◆ **PROVIDED TEXT**
>>>
Mobile devices are incredibly powerful tools for engaging customers. Providing a host of unique features such as location-based GPS signals, social media integration, wireless connectivity, and camera integration, mobile platforms have become a ubiquitous presence in everyday life. Consumers use mobile devices for a variety of activities and purposes including communication, entertainment, information gathering, and commerce. Mobile usage has become so popular that mobile web traffic has exceeded traditional desktop traffic. Mobile devices were responsible for 60% of all video views in 2017 (Williams, 2018). In 2018, 40% of all ecommerce purchases during the holiday season were made on a smartphone (Smith, 2019). To satisfy the demand, retailers are now focusing heavily on mobile media integration that includes creation of mobile websites and apps, messaging on mobile platforms, mobile advertising, coupon transactions, and customer service. This can lead to higher customer engagement with the company and can yield a better return on investment (Dickinger & Kleijnen, 2008).

A key attributing factor to a customer’s level of engagement with mobile media is its usability. Usability is the overall level of effort required and satisfaction gained from using an interface. Usability specifically measures attributes like ease of use, learning and recall times, error rates, efficiency levels, and general user satisfaction (Budiu & Nielsen, 1992). Greater levels of usability are associated with lower levels of difficulty in operation; therefore, usability is traditionally considered a predictor for continued use of software (Teo, 2006). This has translated over to the mobile environment; in one study on the role of usability in mobile banking, usability was found to have positive impact on customer satisfaction and company preference for future interactions (Thakur, 2014). Over 70% of users are more likely to revisit sites that are tailored to be mobile-friendly (Miller, 2012). Usability and the User Experience (UX) is a component of the Customer Experience (CX) and plays a significant role in the reputation of a brand and customers’ loyalty to the brand (Lowden, 2014).

Unfortunately, mobile media faces significant usability challenges. Studies show that desktop sites exhibit poor usability metrics when accessed on mobile devices (Gallant, Boone, & LaRoche, 2014). A mobile device contains operational factors that can affect cognition, create distraction, limit efficiency, and inhibit usability. There are inherently more distractions that have negative impacts on both usability and performance (Deegan, 2014). Smaller screen sizes necessitate serious consideration for content inclusion. One study revealed that having to enlarge a mobile screen to touch a link or button is the single most frustrating usability issue for mobile users (Silver, 2016). Another revealed that 69% of users find that “excessive form field requirements” will stop them from completing general inquiry form (KoMarketing, 2016). In an environment where screen real estate is premium, the decision about which elements to keep requires an understanding of the usability implications.

Sites that do not adapt to mobile landscape are finding themselves losing a larger share of audience and revenue. They force mobile users to rely on features like browser zooming to interact with media on a smaller screen (Budiu, 2016). Even those that do consider mobile may be simply porting content without taking usability into account. Usability is often overlooked due to time and budget constraints. Although users prefer mobile-friendly or mobile-tailored webpages, only larger organizations can typically afford to maintain both desktop and mobile versions of their content. What options are available to smaller media companies and entrepreneurs? What techniques and strategies can help mobile media content providers reach their target audience without forgoing usability? Media managers cannot simply assume that media generated for one platform will succeed on another.
<<<
◆ **DATA SEGMENT**
>>>
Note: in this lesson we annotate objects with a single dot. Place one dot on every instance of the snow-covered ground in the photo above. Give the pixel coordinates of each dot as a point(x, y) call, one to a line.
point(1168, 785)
<<<
◆ **DIRECTION**
Answer these from the text on mobile usability:
(a) What percentage of all video views came from mobile devices in 2017?
(b) What does one study name as the single most frustrating usability issue for mobile users?
(c) What constraints does the text give as the reason usability is often overlooked?

◆ **RESULT OF THE TASK**
(a) 60%.
(b) Having to enlarge a mobile screen to touch a link or button.
(c) Time and budget constraints.